----- DOCUMENT EXTRACT -----

The Saturn 5 used a fabulous mechanism to control the first 6 inches of flight. After the hold down arms released, the vehicle was still held down to the pad by 12 tapered pins. These pins were in turn restrained inside dies. The force of the launching rocket extruded the pins through the dies gently releasing the rocket.
There were no explosive bolts, the booster was always going to win.
When the value or approximation for it is infinity high infinitesimally thin spikes ?? then the next one and all subsequent ones are spikes too.
Say acceleration is 0 until it is 5 ms^-2 from t=10… well the jerk then is a spike at t=10 … it wont help our models accuracy by trying to include it in our model. but it did exist, it caused the jump at t=10 … After that the snap,crackle,pop,etc are a spike at t=10… existing in theory , in practice they are of finite width, but since they weren’t measured with any time span, we can’t include them
The spikes do not lead to greater accuracy of the model, so there’s no reason to make use of them.
If the pulse was wide enough that you couldnt treat it as a spike, you would use it in your model.
I found a paper on devices to measure snap and crackle. No pop.
Thanks, this jarred my memory; it’s something my dad told me about many years ago.
It looks like the space shuttle might not have used a system like that. NASA used to have the "Space Shuttle News Reference Manual, but I can’t find it on NASA’s website anymore. Instead, there’s this copy hosted elsewhere. The Launch and Flight Operations section has a detailed list of events occurring during pre-launch countdown, and it includes the following:
At T minus zero, the holddown explosive bolts and the T-O umbilical explosive bolts are blown by command from the on-board computers and the SRBs ignite.
So maybe the shuttle stack isn’t quite as fragile as the Saturn V was.

----- LISTED RECORDS -----

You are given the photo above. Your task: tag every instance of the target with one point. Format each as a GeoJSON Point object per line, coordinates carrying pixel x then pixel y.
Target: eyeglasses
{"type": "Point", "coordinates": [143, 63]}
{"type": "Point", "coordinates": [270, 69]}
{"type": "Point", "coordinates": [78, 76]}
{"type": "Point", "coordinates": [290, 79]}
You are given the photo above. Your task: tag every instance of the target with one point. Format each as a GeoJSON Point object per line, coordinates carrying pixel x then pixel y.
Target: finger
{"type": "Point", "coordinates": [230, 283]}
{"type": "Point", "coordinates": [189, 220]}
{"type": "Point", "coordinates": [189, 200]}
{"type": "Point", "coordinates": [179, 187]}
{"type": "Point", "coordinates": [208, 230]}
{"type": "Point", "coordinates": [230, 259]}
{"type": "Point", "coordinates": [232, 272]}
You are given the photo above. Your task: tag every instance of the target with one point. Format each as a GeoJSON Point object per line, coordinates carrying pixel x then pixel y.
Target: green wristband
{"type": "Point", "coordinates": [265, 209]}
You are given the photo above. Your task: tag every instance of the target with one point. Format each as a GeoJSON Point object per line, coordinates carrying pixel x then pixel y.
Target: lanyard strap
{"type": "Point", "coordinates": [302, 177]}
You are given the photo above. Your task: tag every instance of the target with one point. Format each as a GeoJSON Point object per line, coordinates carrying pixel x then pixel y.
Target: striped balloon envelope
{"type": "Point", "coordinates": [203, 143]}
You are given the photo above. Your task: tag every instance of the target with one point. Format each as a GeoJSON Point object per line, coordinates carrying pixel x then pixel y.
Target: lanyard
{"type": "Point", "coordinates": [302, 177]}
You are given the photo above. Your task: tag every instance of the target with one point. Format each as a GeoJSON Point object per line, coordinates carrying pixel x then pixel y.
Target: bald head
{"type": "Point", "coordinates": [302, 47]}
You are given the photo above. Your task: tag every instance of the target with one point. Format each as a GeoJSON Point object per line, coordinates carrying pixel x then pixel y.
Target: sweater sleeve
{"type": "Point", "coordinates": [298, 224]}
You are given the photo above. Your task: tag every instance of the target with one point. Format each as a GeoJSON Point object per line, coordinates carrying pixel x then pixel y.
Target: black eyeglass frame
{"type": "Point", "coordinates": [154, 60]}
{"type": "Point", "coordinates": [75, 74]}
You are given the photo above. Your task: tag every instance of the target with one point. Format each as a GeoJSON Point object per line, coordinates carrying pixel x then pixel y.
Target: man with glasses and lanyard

-----

ASSIGNMENT 1 -
Answer these about the rocket launch discussion, one line each:
(a) How many tapered pins still held the Saturn 5 to the pad after the hold down arms released?
(b) In the acceleration example, from what time is acceleration 5 ms^-2?
(c) In the quoted shuttle manual passage, what ignites at T minus zero?
ASSIGNMENT 2 - Write what comes next in the rocket launch discussion, picking up after its final sentence.

TASK OUTPUT 1 -
(a) 12
(b) t=10
(c) The SRBs

TASK OUTPUT 2 -
I tried googling “space shuttle launch jerk” (without the quotes), and interestingly, Jeff Bezos was among the images in the results. I did however find this stack exchange discussion, which led me to this NASA PDF, “ISS Crew Transportation and
Services Requirements Document”, which says the following:
4.3.10.2.5 Acceleration Rate of Change
The crew exposure to jerk during sustained events shall be verified by analysis. The analysis shall use a validated simulation to identify and assess bounding acceleration cases including GN&C, vehicle, and environmental dispersions. The verification shall be considered successful when the analysis indicates that the simulated jerk is no greater than 500 g/s during any nonimpact phase of flight. [V.CTS.220]
However, this appears to be about limitations for the safety of the crew and not necessarily the integrity of whatever launch vehicle they’re strapped to.
The Space Launch System is so new there doesn’t seem to be as much detailed information publicly available yet. The most I’ve been able to find about it is this:
Unlike the space shuttle, there are no hold-down bolts connecting the solid rocket boosters to the mobile launch platform, which was designed specifically for the Space Launch System.
Four support posts, fitted with strain gauges to measure loads during stacking, rollout, and launch, serve as structural mounting points for each booster on the deck of the mobile platform.
I guess it’s not as tippy as the space shuttle was, with its off-center engine ignition sequence and the resulting “twang” event. Still weird to think of it just resting on its own weight until launch.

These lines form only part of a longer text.